• **SFIDA A**
Nell'estratto sulla Sub Pop e i Mudhoney, elenca le band indicate tra parentesi come parte dell'underground locale scoperto dai due soci.

• **ESTRATTO**
- - - - - - -

30 anni di Mudhoney: Capitolo 2 – Gli anni SUB POP

Sub Pop naque come fanzine nei primi anni 80 da un’idea di Bruce Pavitt, grande appassionato di scene locali e musica underground. Le prime uscite discografiche furono delle compilation in cassetta allegate alla fanzine Subterranean Pop: classica copertina di Charles Burns e una discreta quantità di band che rimangono sconosciute anche a distanza di 35 anni. Il gusto di Bruce era già chiaro in quelle prime produzioni: rock primitivo, punk, folk sbilenco, noise e industrial. Conobbe lo speaker radiofonico Jonathan Poneman dopo aver pubblicato Sub Pop 100 e sotto consiglio dell’amico Kim Thayil (chitarrista dei Soundgarden) i due si misero in società. La prima uscita dei due fu il secondo EP dei Green River Dry As A Bone, poi il primo EP dei Soundgarden Screaming Life e via via scoprirono tutto l’underground locale (TAD, Swallow, Blood Circus, Nirvana, Fluid).

 

Quando i Green River si sciolsero fu normale per Mark Arm andare a bussare alla porta della Sub Pop per proporgli di produrre il nuovo progetto con Steve Turner: i Mudhoney. La Sub Pop era appena nata ma fin da subito si trovò a sperperare i pochi soldi che aveva. Diede 1660 dollari alla band per registrare 5 pezzi con Jack Endino praticamente sulla fiducia. Nel mentre Arm e compagni iniziarono a fare i primi concerti a Seattle di spalla a band “grosse” come White Zombie e Das Damen. In città, complice anche la grande quantità di droghe che circolavano, iniziava ad esserci parecchia eccitazione per la musica e la Sub Pop voleva in tutti i modi testimoniare il fermento.

La prima uscita ufficiale dei Mudhoney fu il leggendario singolo “Touch Me I’m Sick / Sweet Young Thing Ain’t Sweet No More” pubblicato in vinile 7″ marrone in 800 copie:

Il singolo, non credo ci sia bisogno di dirlo, è uno dei migliori di tutti i tempi. Citazionista dell’impatto garage sixties (Sonics), un po’ Stooges, ma con carattere e tematiche moderne. Semplicissimo e per questo ricco di energia. Il lato B “Sweet Young Thing Ain’t Sweet No More” ha il tempo drogato del grunge, i suoni noise, il beat del rock ma senza la pesantezza hard/metal dei Green River. La credibilità punk era quindi in salvo e Sub Pop poteva dormire sonni tranquilli: avevano la band di punta!

- - - - - - -

[Voci di un dataset]
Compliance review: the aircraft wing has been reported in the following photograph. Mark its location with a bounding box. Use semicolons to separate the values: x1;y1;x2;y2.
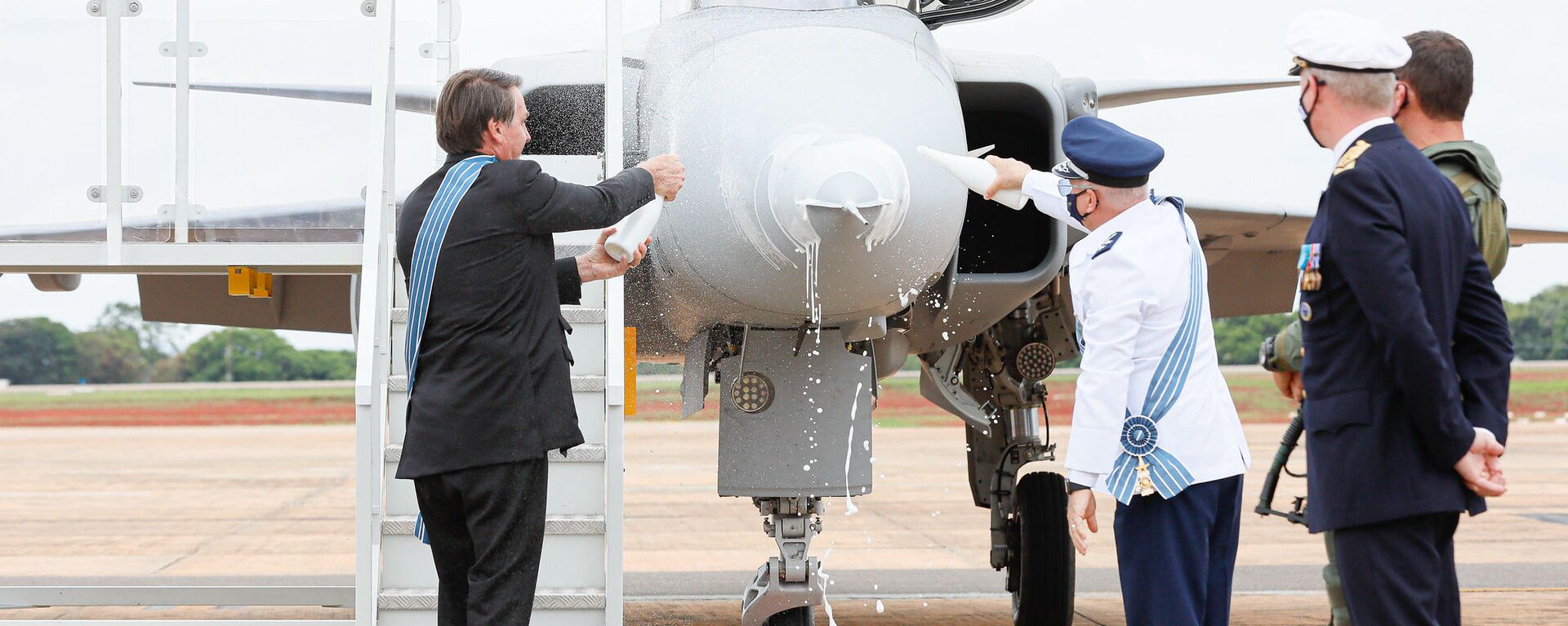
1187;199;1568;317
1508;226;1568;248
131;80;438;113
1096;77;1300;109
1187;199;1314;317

- - - - - - -

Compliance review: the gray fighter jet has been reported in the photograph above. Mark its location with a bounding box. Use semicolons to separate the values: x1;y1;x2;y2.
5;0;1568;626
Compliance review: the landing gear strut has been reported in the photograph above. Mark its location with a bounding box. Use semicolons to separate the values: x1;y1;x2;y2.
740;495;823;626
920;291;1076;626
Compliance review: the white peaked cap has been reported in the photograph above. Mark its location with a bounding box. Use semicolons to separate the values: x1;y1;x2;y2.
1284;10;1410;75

- - - - - - -

• **SFIDA B**
Individua nell'elenco ogni riga che contiene la parola "landing". Copia ciascuna di quelle righe.

• **SOLUZIONE ESERCIZIO A**
TAD, Swallow, Blood Circus, Nirvana, Fluid

• **SOLUZIONE ESERCIZIO B**
Compliance review: the landing gear strut has been reported in the photograph above. Mark its location with a bounding box. Use semicolons to separate the values: x1;y1;x2;y2.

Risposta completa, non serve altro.